Freud était un homme modeste. Il n'avait pas de prétentions extravagantes concernant l'importance de ses contributions. Il était très prudent en abordant les problèmes de la philosophie et les branches de la connaissance qu'il n'avait pas lui-même contribué à développer. Il ne s'aventurait pas à attaquer la moindre proposition métaphysique du matérialisme. Il alla même jusqu'à admettre qu'un jour la science pourrait réussir à donner une explication purement physiologique des phénomènes étudiés par la psychanalyse. Mais tant que cela ne se serait produit pas, la psychanalyse lui apparaissait saine sur le plan scientifique et indispensable sur le plan pratique. Il était tout aussi prudent quant à la critique du matérialisme marxiste. Il confessait librement son incompétence dans ce domaine [30]. Mais tout ceci ne change rien au fait que l'approche psychanalytique est fondamentalement et très largement incompatible avec l'épistémologie du matérialisme.

La psychanalyse souligne le rôle que la libido, la pulsion sexuelle, joue dans la vie humaine. Ce rôle avait été négligé auparavant par la psychologie ainsi que par toutes les autres branches de la connaissance. La psychanalyse explique aussi les raisons de cette négligence. Mais elle n'affirme en aucun cas que le sexe serait le seul désir humain cherchant la satisfaction ni que tous les autres phénomènes psychiques en découlent. Son intérêt pour les pulsions sexuelles vient du fait qu'elle a commencé comme méthode thérapeutique et que la plupart des situations pathologiques qu'elle avait à traiter étaient causées par la refoulement de désirs sexuels.

La raison pour laquelle certains auteurs ont associé la psychanalyse et le marxisme était que l'on considérait les deux comme opposés aux idées théologiques. Toutefois, avec le temps, des écoles et groupes théologiques de diverses confessions ont adopté une attitude différente vis-à-vis les enseignements de Freud. Ils n'ont pas seulement abandonné leur opposition radicale comme ils l'avaient déjà fait auparavant à propos des résultats de l'astronomie et de la géologie modernes et des théories du changement phylogénétique dans la structure des organismes. Ils ont aussi essayé d'intégrer la psychanalyse dans le système et la pratique de la théologie pastorale. Ils considèrent aujourd'hui l'étude de la psychanalyse comme une part importante de la formation de leur ministère [31].
..............................
### TÂCHE DONNÉE
Mettez à jour le passage du texte fourni qui commence par les mots contenant « La raison pour » et finit par « leur ministère [31]. ». Recopiez-le en remplaçant « modernes » par « récentes ».
..............................
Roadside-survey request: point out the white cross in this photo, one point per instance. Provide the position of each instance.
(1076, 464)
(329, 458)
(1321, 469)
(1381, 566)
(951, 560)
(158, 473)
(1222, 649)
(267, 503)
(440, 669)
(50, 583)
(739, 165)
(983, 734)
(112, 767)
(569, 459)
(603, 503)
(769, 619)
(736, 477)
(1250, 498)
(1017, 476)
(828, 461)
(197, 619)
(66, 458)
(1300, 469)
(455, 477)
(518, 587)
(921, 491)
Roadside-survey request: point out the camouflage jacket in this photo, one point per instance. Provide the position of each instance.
..............................
### RÉSULTAT OBTENU
La raison pour laquelle certains auteurs ont associé la psychanalyse et le marxisme était que l'on considérait les deux comme opposés aux idées théologiques. Toutefois, avec le temps, des écoles et groupes théologiques de diverses confessions ont adopté une attitude différente vis-à-vis les enseignements de Freud. Ils n'ont pas seulement abandonné leur opposition radicale comme ils l'avaient déjà fait auparavant à propos des résultats de l'astronomie et de la géologie récentes et des théories du changement phylogénétique dans la structure des organismes. Ils ont aussi essayé d'intégrer la psychanalyse dans le système et la pratique de la théologie pastorale. Ils considèrent aujourd'hui l'étude de la psychanalyse comme une part importante de la formation de leur ministère [31].